- _Quoted passage_:
• • •

Rachel Bloom is a co-executive producer and a cast member of “Hollywood Does Abortion.” (Courtesy SFJFF)
Rachel Bloom is a co-executive producer and a cast member of “Hollywood Does Abortion.” (Courtesy SFJFF)

Emmy-winning actor, writer and chaunteuse Rachel Bloom will receive the San Francisco Jewish Film Festival’s 2026 Freedom of Expression Award. How crazy is that?

Bloom will be on hand to accept the SFJFF honor on July 18, the same night the festival screens “Hollywood Does Abortion.” Bloom is co-executive producer and a cast member of the documentary, which addresses this hot-button social issue. Spoiler alert: She’s pro-choice.

The hotter the button, the better for Bloom, who first drew widespread acclaim for “Crazy Ex-Girlfriend,” a TV series that earned multiple Emmys and Golden Globes, including two for Bloom, over its four-year run.

• • •

Named region outline records:
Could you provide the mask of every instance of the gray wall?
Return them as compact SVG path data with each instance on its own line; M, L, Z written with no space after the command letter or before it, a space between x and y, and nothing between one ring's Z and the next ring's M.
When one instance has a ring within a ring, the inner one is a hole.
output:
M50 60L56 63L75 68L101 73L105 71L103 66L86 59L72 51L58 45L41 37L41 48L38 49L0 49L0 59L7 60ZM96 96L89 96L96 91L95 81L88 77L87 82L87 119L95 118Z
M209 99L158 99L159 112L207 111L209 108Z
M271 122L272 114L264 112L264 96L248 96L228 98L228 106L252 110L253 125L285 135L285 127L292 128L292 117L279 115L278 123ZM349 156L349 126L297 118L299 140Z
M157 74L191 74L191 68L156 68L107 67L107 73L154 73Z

• • •

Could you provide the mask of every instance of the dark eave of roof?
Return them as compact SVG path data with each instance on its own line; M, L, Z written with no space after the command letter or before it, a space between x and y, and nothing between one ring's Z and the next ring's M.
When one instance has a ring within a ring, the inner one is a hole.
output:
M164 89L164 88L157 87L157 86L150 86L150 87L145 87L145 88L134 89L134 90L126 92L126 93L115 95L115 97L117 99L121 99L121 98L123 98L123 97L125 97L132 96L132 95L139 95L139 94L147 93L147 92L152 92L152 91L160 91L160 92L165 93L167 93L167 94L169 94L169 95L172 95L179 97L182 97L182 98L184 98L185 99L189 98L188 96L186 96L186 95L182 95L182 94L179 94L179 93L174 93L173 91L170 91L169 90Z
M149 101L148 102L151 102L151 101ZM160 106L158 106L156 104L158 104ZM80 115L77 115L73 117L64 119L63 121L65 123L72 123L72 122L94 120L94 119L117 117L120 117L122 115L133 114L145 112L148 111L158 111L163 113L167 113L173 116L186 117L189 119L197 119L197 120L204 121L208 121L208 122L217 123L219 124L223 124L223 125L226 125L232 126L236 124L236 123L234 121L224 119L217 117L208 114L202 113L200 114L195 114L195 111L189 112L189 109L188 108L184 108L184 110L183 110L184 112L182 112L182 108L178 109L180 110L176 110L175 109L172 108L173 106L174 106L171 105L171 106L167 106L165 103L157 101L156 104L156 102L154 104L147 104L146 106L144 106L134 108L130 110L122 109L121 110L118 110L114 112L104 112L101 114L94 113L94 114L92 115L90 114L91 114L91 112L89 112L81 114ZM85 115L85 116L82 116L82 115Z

• • •

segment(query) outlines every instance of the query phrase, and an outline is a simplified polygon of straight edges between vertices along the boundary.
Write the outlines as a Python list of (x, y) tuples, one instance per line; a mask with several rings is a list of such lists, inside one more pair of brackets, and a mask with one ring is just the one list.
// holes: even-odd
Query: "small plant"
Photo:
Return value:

• • •

List every award named in the article about Rachel Bloom.

- _Response below_:
- The San Francisco Jewish Film Festival's 2026 Freedom of Expression Award
- Emmys
- Golden Globes